TU OBJETIVO: Extrae de los registros cada línea que contenga la cadena "positive", teniendo en cuenta las mayúsculas y minúsculas.

Entradas del conjunto de datos:
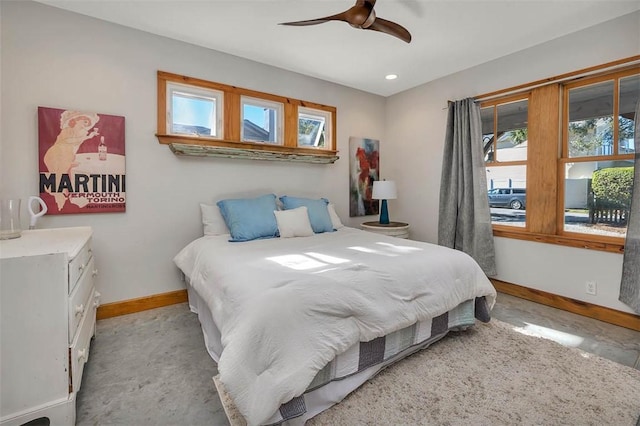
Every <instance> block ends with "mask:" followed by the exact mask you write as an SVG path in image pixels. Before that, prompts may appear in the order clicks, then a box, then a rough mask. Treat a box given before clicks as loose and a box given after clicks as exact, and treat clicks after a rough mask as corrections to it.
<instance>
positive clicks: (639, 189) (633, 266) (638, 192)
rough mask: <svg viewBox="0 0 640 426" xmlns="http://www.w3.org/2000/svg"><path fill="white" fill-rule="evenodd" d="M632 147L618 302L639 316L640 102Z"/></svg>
mask: <svg viewBox="0 0 640 426" xmlns="http://www.w3.org/2000/svg"><path fill="white" fill-rule="evenodd" d="M634 120H635V125H634V142H635V144H634V146H635V149H636V156H635V167H634V173H633V195H632V196H631V208H630V213H629V219H628V221H627V224H628V225H627V240H626V242H625V245H624V260H623V263H622V282H621V283H620V298H619V299H620V301H621V302H623V303H626V304H627V305H629V306H630V307H631V309H633V310H634V311H635V312H637V313H638V314H640V151H638V150H639V149H640V101H638V104H637V105H636V116H635V118H634Z"/></svg>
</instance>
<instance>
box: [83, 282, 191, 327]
mask: <svg viewBox="0 0 640 426" xmlns="http://www.w3.org/2000/svg"><path fill="white" fill-rule="evenodd" d="M187 300H188V297H187V290H186V289H185V290H176V291H170V292H168V293H161V294H154V295H152V296H146V297H140V298H137V299H130V300H123V301H121V302H113V303H105V304H104V305H100V306H99V307H98V312H97V315H96V319H99V320H101V319H106V318H112V317H117V316H120V315H127V314H133V313H136V312H141V311H146V310H148V309H154V308H161V307H163V306H169V305H174V304H176V303H183V302H186V301H187Z"/></svg>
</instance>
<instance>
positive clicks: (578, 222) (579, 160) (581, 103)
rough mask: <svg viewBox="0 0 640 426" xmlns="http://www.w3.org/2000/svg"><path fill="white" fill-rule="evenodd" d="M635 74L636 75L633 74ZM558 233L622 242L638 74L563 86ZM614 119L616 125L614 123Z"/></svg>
mask: <svg viewBox="0 0 640 426" xmlns="http://www.w3.org/2000/svg"><path fill="white" fill-rule="evenodd" d="M633 72H635V73H636V74H633ZM564 89H565V99H566V101H565V109H566V111H565V116H566V117H568V118H567V120H566V121H565V123H564V124H563V129H564V135H565V137H564V139H565V143H564V146H563V155H562V158H561V163H562V164H563V166H564V167H563V174H562V179H563V180H564V199H563V200H562V201H563V206H562V208H563V211H564V222H563V227H562V231H563V233H565V234H567V235H571V234H582V235H587V236H600V237H602V236H604V237H613V238H616V237H617V238H621V237H625V236H626V231H627V225H628V223H627V222H628V216H629V210H630V208H631V193H632V189H633V167H634V159H633V153H634V152H635V146H634V140H633V128H634V123H635V120H636V117H635V105H636V102H638V100H639V99H640V74H637V71H631V73H630V72H622V73H620V72H618V73H612V74H608V75H605V76H600V77H594V78H587V79H582V80H581V81H579V82H575V83H568V84H566V85H565V88H564ZM616 117H617V119H616Z"/></svg>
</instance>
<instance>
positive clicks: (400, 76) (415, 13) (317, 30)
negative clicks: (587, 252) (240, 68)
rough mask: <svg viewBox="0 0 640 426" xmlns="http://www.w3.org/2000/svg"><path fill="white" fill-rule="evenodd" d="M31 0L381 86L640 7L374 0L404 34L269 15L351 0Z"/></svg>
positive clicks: (565, 30) (289, 68)
mask: <svg viewBox="0 0 640 426" xmlns="http://www.w3.org/2000/svg"><path fill="white" fill-rule="evenodd" d="M40 2H41V3H46V4H49V5H52V6H56V7H60V8H63V9H67V10H70V11H74V12H77V13H81V14H83V15H88V16H93V17H95V18H99V19H103V20H105V21H110V22H114V23H117V24H121V25H125V26H128V27H132V28H137V29H140V30H143V31H147V32H150V33H153V34H158V35H162V36H166V37H170V38H173V39H176V40H181V41H185V42H188V43H192V44H196V45H199V46H204V47H208V48H211V49H214V50H218V51H221V52H226V53H229V54H232V55H236V56H240V57H243V58H247V59H251V60H254V61H258V62H262V63H265V64H269V65H273V66H276V67H279V68H284V69H287V70H290V71H295V72H299V73H302V74H305V75H309V76H312V77H317V78H320V79H323V80H328V81H331V82H334V83H339V84H342V85H345V86H349V87H353V88H356V89H360V90H364V91H366V92H370V93H375V94H378V95H382V96H389V95H392V94H394V93H398V92H400V91H403V90H406V89H410V88H412V87H415V86H418V85H420V84H423V83H426V82H429V81H431V80H434V79H437V78H439V77H442V76H445V75H448V74H452V73H455V72H457V71H461V70H463V69H466V68H469V67H472V66H475V65H478V64H481V63H484V62H487V61H490V60H492V59H496V58H499V57H501V56H505V55H508V54H510V53H513V52H516V51H519V50H522V49H525V48H527V47H530V46H534V45H537V44H540V43H543V42H546V41H548V40H552V39H554V38H557V37H560V36H562V35H565V34H568V33H572V32H575V31H578V30H580V29H583V28H586V27H589V26H592V25H595V24H598V23H600V22H604V21H607V20H610V19H613V18H616V17H618V16H622V15H625V14H627V13H631V12H633V11H635V10H640V0H596V1H587V0H545V1H525V0H489V1H481V0H378V2H377V3H376V5H375V10H376V14H377V16H379V17H381V18H384V19H387V20H390V21H394V22H397V23H399V24H401V25H402V26H404V27H405V28H407V29H408V30H409V31H410V32H411V34H412V36H413V40H412V41H411V43H410V44H406V43H404V42H403V41H401V40H399V39H397V38H395V37H392V36H389V35H386V34H383V33H379V32H376V31H364V30H359V29H355V28H352V27H350V26H349V25H348V24H346V23H343V22H328V23H324V24H320V25H315V26H307V27H291V26H282V25H277V24H278V23H280V22H287V21H297V20H305V19H313V18H319V17H324V16H328V15H333V14H336V13H339V12H342V11H344V10H346V9H348V8H349V7H351V6H353V5H354V4H355V1H354V0H340V1H338V0H252V1H249V0H234V1H229V0H197V1H194V0H125V1H122V0H71V1H69V0H40ZM639 25H640V23H639ZM390 73H393V74H397V75H398V76H399V77H398V79H396V80H392V81H388V80H385V78H384V76H385V75H386V74H390Z"/></svg>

RESPUESTA AL PROBLEMA:
positive clicks: (639, 189) (633, 266) (638, 192)
positive clicks: (578, 222) (579, 160) (581, 103)
positive clicks: (400, 76) (415, 13) (317, 30)
positive clicks: (565, 30) (289, 68)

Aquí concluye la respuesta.